━━ DATASET RECORDS

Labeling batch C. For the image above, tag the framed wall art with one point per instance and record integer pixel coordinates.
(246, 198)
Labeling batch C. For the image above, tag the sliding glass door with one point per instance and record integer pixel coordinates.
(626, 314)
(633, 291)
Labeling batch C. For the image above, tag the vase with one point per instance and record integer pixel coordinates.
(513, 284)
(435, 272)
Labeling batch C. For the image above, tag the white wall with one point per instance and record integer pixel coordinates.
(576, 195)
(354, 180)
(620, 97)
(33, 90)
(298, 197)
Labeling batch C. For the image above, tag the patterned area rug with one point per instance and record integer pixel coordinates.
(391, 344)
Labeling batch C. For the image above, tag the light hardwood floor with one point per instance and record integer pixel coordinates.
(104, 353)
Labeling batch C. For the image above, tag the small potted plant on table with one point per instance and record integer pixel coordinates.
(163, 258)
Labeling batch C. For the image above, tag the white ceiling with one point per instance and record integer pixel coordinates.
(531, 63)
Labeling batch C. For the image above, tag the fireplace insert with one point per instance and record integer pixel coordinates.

━━━━
━━ DATASET RECORDS

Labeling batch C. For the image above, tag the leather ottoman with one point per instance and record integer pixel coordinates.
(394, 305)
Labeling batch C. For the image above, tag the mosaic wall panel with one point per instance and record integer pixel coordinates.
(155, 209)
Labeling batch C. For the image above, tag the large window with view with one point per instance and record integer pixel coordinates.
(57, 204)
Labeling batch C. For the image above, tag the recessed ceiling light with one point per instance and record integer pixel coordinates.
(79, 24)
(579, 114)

━━━━

▶ YOUR TASK
Beginning with the line holding "Labeling batch C. For the image above, tag the white ceiling" and ending with the line holding "Labeling batch C. For the image above, tag the fireplace", write out the stretch of material above exactly; add no further lines.

▶ SOLUTION TO THE PROBLEM
Labeling batch C. For the image above, tag the white ceiling with one point per instance and record integer pixel coordinates.
(531, 63)
Labeling batch C. For the image above, tag the fireplace insert with one point per instance and record integer pixel coordinates.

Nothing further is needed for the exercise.